--- BEGIN ---
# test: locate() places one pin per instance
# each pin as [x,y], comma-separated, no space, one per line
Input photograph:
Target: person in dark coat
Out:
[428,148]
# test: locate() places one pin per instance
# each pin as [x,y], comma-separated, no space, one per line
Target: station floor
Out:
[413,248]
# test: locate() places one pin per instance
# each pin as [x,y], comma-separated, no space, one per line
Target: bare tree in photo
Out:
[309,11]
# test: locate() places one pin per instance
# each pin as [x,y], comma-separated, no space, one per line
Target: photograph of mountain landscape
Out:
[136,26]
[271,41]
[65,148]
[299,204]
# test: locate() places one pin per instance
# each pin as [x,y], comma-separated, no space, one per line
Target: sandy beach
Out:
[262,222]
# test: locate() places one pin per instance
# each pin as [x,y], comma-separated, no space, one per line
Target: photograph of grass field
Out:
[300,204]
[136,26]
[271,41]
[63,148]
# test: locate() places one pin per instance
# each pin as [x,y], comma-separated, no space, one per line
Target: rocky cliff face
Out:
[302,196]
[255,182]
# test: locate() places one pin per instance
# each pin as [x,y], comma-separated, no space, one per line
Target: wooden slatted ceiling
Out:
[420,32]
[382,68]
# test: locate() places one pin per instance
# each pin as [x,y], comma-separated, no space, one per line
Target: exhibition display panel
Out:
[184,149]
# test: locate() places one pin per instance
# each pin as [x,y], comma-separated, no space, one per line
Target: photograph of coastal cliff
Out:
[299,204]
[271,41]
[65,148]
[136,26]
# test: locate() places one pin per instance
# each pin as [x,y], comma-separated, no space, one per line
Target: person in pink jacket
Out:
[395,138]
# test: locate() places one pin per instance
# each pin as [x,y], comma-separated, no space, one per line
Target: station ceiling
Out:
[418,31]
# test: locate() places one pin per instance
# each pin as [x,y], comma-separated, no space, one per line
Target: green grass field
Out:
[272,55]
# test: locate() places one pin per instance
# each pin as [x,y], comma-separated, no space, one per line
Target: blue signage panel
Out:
--- END ---
**Objective:** How many lines in the data above contain the word "station"? Reply with the number only.

**Task answer:** 2